## Set task
Extract each line of the material below that contains the word "building".

[start of Given information]

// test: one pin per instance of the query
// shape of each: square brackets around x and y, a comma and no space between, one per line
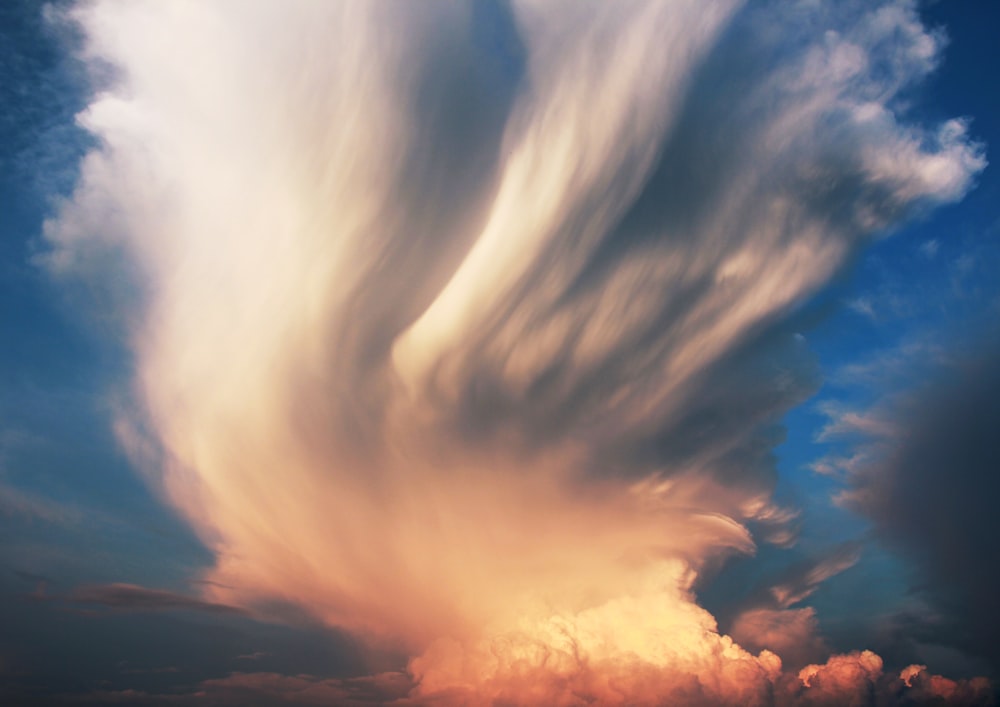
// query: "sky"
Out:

[end of Given information]
[start of Given information]

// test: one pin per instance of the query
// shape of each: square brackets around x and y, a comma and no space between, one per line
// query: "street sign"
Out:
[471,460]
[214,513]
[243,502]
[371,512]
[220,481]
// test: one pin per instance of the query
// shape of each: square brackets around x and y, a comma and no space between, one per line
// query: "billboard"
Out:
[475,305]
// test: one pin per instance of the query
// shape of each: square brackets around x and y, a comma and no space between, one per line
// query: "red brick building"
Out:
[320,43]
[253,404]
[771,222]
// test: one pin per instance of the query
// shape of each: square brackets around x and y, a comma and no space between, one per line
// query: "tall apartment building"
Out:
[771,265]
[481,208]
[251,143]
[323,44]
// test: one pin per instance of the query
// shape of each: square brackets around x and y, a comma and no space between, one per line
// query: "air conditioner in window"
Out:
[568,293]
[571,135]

[end of Given information]
[start of Given information]

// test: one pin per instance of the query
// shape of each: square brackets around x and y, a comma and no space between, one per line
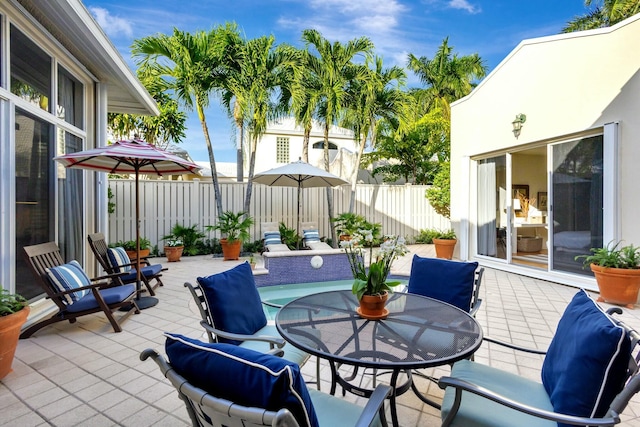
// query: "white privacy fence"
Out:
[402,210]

[end of Given information]

## Solved exercise
// query: "red brick building"
// query: "tall apartment building"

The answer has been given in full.